Provided text:

Summary
In Hardee County Plumbing v. Heflin, 567 So.2d 995 (Fla. 1st DCA 1990), we held that the two-year bar of the statute of limitations applies unless the employer intended, or the employee reasonably believed that the employer intended, to pay wages in lieu of workers' compensation benefits.
Summary of this case from United Way of America v. MerloOpinion
Nos. 89-3072, 89-3278.
October 8, 1990.
Appeal from the Judge of Compensation Claims, Charles Vocelle.
Lamar D. Oxford of Dean, Ringers, Morgan Lawton, Orlando, for appellant (Case No. 89-3072).
Donald D. Kaelber of Peter H. Dubbeld, P.A., St. Petersburg, for appellant (Case No. 89-3278).
Eugene W. Harris of Smith, Cassidy, Platt Harris, Lakeland, for appellee.
This is a consolidated appeal from an order of the judge of compensation claims (JCC) awarding claimant medical evaluation and treatment and ordering payment of a past medical bill. The decisive issue in this case is whether claimant's claims were filed timely. Finding that they were not, we reverse.
For the injuries for which it was responsible, the last medical paid by Cotton States Insurance Company was in April 1983. For the injuries for which it was responsible, the last payment of medical benefits by Amerisure/Michigan Mutual Insurance Company was in March 1986. Neither carrier paid claimant disability benefits. The claims against these two carriers were filed on January 27, 1989, more than two years from the date of the last remedial treatment, making them presumptively barred by the statute of limitations, section 440.19(1)(a), Florida Statutes (1987).

Records shown:
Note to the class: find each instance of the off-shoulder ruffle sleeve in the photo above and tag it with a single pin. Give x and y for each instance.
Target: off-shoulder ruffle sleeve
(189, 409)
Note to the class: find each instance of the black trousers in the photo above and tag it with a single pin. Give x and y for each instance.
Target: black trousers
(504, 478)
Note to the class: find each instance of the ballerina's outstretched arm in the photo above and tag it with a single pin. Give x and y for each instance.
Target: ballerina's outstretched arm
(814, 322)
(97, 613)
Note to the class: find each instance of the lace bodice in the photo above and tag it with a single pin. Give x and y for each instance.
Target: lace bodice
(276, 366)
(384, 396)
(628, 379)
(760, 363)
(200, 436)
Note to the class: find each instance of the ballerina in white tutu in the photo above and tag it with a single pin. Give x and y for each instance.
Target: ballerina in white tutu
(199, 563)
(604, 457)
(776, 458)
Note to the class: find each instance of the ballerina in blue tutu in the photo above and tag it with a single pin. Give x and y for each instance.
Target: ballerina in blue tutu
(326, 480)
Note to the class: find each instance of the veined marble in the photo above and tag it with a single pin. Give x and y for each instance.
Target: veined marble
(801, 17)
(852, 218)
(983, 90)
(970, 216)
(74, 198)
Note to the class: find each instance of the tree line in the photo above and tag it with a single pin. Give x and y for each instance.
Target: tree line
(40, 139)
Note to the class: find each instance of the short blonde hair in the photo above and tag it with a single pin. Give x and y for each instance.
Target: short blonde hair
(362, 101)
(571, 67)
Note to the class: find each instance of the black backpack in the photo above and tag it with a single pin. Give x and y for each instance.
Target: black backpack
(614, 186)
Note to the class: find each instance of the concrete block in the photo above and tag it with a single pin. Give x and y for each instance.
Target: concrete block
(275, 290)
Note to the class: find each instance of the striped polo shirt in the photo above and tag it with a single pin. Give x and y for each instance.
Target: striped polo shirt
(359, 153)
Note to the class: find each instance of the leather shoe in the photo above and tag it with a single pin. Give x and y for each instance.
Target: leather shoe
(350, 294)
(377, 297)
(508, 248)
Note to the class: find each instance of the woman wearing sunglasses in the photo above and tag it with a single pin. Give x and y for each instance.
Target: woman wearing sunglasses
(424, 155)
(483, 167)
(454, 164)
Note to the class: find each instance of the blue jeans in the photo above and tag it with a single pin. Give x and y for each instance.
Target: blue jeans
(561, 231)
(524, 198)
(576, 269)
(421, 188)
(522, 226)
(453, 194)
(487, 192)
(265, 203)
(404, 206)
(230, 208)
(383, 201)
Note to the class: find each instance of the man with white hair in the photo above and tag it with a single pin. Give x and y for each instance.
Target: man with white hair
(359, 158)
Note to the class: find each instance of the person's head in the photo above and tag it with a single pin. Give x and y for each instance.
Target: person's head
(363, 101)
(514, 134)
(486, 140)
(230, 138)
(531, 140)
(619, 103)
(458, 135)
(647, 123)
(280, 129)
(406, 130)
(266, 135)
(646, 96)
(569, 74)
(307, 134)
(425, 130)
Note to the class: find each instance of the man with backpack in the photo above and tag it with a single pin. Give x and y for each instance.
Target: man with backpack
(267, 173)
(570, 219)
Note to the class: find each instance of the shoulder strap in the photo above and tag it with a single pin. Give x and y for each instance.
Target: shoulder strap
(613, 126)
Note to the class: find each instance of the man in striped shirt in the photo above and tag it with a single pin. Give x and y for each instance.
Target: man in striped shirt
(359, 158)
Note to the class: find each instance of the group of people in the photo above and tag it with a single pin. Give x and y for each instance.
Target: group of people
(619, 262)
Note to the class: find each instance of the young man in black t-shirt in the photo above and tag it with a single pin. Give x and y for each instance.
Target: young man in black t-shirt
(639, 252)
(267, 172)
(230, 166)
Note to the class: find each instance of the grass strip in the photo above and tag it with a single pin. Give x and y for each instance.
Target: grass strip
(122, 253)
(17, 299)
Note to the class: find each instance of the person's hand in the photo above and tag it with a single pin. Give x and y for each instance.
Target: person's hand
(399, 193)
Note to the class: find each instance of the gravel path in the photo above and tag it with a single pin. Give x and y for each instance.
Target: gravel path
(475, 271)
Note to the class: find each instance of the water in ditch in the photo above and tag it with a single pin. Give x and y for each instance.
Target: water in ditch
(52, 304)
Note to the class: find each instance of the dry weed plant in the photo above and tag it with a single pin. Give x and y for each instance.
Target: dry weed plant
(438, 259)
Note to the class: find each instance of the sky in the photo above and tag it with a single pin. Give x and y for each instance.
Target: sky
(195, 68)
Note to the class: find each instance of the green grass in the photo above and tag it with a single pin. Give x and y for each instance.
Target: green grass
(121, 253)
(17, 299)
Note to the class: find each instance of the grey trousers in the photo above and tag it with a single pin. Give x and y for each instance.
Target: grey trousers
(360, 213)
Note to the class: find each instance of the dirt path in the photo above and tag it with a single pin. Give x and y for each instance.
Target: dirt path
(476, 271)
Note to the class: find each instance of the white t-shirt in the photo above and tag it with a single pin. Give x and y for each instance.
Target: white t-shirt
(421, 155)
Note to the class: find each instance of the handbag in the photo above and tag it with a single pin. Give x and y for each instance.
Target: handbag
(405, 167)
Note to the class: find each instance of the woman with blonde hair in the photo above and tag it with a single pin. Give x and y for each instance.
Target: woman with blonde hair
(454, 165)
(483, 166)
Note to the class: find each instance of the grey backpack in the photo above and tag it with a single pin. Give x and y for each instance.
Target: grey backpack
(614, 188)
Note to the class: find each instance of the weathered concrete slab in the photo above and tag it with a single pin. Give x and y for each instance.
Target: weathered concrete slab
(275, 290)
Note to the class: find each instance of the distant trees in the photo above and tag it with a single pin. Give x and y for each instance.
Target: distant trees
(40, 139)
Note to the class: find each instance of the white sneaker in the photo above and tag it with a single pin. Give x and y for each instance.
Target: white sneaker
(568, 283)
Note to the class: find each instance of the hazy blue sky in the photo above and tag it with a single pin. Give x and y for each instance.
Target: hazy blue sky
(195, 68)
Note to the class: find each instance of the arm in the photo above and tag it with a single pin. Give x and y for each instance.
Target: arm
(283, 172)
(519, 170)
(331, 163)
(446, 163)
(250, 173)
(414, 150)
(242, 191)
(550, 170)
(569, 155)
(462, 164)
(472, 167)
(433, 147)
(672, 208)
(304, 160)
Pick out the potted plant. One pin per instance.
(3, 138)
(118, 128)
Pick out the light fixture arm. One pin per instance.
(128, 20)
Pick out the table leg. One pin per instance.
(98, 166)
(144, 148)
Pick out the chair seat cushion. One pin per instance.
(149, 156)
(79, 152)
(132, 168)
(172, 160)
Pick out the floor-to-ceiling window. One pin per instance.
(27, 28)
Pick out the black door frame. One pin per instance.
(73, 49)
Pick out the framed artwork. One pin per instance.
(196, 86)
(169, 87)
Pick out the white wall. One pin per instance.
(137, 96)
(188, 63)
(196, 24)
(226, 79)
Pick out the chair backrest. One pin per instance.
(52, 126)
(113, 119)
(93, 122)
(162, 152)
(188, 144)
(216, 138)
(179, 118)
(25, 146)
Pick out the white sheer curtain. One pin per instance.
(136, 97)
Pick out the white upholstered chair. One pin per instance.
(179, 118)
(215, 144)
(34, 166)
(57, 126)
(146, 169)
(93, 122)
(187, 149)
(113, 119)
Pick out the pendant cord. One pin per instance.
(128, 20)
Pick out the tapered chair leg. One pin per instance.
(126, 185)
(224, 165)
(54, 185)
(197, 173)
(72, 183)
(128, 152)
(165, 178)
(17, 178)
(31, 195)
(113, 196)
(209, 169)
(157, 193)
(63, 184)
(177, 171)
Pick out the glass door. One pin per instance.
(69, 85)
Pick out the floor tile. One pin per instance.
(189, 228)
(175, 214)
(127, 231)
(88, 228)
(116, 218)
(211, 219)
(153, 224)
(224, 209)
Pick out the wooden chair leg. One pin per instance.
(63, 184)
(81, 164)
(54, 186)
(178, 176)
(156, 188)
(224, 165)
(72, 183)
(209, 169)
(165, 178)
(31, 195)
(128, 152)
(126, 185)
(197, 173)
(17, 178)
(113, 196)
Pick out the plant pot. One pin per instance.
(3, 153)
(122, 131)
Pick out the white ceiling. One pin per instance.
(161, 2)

Things to do:
1: Reproduce the court opinion on workers' compensation claims word for word, from "Donald D. Kaelber" to "Lakeland, for appellee.".
2: Carry on the court opinion on workers' compensation claims past its final sentence.

Per-task outputs:
1:
Donald D. Kaelber of Peter H. Dubbeld, P.A., St. Petersburg, for appellant (Case No. 89-3278).
Eugene W. Harris of Smith, Cassidy, Platt Harris, Lakeland, for appellee.

2:
However, the JCC found that during the period between January 1, 1987, and April 9, 1987, claimant was allowed by his employer to either not work or do light work because of his condition, but was nevertheless paid full salary by the employer. The chief operating officer of the employer, Hardee County Plumbing, is claimant's father and his father was fully aware of the fact that his son had continuing back problems because of his various work-related accidents and authorized payment of full salary for reduced work because of this ongoing condition. Thus, relying on Townsley v. Miami Roofing and Sheet Metal Co., 79 So.2d 785 (Fla. 1955), the JCC ruled that claimant was paid wages in lieu of compensation during the months of February and March 1987, and his claim, having been filed within two years from the last payment of compensation, was timely. This was error.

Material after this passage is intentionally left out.